STATED PROBLEM:
Arrange the lines of the records starting at the line that contains "Query: patterned runner rug" and ending at the line that contains "Query: electrical outlet" as a Markdown table. Use a "Row" column for the row number and a "Line" column for the line itself, and leave out any blank lines.
* BEGIN DATA IN THIS EXERCISE *
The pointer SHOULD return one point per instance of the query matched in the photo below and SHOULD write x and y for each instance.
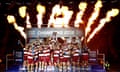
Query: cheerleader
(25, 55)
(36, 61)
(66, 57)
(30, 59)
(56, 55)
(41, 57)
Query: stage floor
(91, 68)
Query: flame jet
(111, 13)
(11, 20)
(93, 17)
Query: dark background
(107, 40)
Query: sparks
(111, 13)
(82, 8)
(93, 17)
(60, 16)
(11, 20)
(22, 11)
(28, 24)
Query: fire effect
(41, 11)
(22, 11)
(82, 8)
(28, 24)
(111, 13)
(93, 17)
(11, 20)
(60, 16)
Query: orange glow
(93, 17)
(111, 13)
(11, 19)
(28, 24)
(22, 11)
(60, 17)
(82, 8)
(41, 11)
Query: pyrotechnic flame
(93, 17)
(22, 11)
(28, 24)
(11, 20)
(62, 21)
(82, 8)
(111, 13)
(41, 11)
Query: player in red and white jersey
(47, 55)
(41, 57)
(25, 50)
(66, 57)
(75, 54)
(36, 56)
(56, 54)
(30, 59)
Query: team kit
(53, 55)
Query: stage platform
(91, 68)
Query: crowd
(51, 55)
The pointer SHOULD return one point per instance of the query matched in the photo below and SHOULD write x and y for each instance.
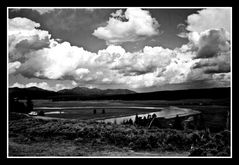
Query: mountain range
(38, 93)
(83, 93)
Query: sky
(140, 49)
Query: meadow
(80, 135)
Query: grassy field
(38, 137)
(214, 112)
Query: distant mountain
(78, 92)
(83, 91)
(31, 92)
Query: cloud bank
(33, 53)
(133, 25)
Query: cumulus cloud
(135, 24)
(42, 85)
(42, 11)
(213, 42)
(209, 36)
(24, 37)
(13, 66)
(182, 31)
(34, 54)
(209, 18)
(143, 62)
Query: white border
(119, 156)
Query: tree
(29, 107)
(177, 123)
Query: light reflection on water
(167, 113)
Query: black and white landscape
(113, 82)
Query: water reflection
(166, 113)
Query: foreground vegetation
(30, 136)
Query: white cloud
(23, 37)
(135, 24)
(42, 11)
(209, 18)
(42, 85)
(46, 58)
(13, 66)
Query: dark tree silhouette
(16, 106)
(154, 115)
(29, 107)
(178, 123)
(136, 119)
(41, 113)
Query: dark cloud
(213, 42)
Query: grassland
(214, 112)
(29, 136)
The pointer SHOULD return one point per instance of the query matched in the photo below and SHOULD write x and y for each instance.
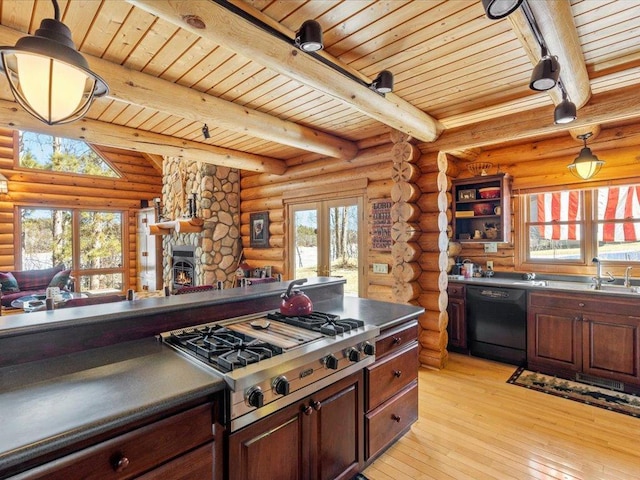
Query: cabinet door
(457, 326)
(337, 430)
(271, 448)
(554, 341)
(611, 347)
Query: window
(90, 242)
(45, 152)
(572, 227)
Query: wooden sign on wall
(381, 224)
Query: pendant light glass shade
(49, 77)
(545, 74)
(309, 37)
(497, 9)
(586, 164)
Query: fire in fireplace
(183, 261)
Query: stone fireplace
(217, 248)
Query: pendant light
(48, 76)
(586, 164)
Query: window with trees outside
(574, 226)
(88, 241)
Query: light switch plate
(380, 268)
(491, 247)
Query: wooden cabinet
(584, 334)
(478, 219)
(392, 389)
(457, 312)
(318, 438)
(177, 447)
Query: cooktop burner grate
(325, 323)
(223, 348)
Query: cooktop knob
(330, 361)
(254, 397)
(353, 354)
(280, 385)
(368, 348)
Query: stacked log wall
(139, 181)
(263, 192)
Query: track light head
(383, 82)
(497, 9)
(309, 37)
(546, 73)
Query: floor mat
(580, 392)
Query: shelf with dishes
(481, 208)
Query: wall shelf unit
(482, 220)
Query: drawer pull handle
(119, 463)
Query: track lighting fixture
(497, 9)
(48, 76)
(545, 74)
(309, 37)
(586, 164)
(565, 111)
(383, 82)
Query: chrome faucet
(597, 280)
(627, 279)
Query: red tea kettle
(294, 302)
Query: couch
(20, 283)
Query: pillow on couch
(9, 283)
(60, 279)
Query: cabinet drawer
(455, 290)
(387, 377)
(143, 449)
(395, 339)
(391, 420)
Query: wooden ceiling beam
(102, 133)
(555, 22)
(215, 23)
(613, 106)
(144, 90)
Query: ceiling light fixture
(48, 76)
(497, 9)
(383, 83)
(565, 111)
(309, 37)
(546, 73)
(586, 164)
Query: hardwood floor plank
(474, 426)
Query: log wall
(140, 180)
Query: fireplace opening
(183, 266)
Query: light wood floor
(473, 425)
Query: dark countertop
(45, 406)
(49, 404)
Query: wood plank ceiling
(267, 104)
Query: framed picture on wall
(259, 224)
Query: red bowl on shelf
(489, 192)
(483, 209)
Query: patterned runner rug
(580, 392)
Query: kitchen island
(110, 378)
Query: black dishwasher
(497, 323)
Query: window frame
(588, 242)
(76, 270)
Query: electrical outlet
* END DATA IN THIS EXERCISE *
* BEGIN DATA IN THIS EXERCISE *
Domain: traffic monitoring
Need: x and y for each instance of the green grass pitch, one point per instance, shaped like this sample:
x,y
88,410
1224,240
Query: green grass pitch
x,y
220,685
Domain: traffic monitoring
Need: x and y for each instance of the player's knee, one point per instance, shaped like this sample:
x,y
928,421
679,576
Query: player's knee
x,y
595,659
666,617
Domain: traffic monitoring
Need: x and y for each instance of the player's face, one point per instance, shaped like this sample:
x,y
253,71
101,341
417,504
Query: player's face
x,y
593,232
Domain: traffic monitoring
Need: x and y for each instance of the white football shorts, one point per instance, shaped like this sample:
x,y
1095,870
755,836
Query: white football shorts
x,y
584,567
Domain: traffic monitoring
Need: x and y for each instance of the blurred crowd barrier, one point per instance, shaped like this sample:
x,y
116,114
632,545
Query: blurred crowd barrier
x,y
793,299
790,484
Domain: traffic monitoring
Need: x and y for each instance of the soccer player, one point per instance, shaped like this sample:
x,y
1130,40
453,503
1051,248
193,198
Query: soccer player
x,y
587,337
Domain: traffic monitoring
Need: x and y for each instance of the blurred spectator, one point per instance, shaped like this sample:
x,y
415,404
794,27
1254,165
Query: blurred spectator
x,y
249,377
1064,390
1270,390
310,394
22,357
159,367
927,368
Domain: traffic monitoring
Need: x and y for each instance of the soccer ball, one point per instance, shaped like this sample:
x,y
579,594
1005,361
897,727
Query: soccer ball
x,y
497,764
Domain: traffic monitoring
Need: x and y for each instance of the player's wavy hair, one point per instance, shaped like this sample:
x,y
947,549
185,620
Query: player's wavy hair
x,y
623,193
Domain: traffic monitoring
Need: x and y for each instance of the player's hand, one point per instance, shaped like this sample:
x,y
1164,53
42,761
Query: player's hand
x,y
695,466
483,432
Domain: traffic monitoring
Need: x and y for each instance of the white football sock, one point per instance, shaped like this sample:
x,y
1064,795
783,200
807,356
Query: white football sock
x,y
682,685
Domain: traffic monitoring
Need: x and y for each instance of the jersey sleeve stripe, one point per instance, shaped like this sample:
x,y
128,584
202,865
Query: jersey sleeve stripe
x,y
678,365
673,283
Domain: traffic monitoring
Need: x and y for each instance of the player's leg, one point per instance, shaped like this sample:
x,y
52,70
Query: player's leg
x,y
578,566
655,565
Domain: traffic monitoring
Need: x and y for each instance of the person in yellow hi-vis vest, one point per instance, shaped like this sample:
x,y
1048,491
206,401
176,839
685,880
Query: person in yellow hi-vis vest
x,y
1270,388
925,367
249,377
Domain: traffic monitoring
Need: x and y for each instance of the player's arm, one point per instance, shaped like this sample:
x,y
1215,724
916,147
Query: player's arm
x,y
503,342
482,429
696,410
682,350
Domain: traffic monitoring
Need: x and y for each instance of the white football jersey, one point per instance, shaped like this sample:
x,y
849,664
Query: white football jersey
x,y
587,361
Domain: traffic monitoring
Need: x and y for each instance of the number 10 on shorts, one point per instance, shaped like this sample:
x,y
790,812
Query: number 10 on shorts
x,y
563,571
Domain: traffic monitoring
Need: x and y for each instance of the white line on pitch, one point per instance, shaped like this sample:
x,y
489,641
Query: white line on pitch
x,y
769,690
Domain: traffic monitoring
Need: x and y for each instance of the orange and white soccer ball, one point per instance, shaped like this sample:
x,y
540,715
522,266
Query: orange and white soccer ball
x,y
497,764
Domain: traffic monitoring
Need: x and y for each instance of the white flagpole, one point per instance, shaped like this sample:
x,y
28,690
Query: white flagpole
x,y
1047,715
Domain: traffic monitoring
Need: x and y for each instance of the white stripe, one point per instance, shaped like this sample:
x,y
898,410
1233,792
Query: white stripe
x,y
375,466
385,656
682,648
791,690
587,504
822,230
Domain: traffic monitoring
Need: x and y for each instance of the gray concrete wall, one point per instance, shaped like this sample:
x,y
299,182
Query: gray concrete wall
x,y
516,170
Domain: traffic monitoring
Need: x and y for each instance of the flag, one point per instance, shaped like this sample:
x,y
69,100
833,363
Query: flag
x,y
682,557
* END DATA IN THIS EXERCISE *
RESPONSE TO THIS TASK:
| Row | Line |
|---|---|
| 1 | Query: patterned runner rug |
| 2 | (580, 392) |
| 3 | Query: kitchen island |
| 4 | (110, 378) |
| 5 | Query: black dishwasher |
| 6 | (497, 323) |
| 7 | Query: window frame |
| 8 | (588, 242) |
| 9 | (76, 270) |
| 10 | Query: electrical outlet |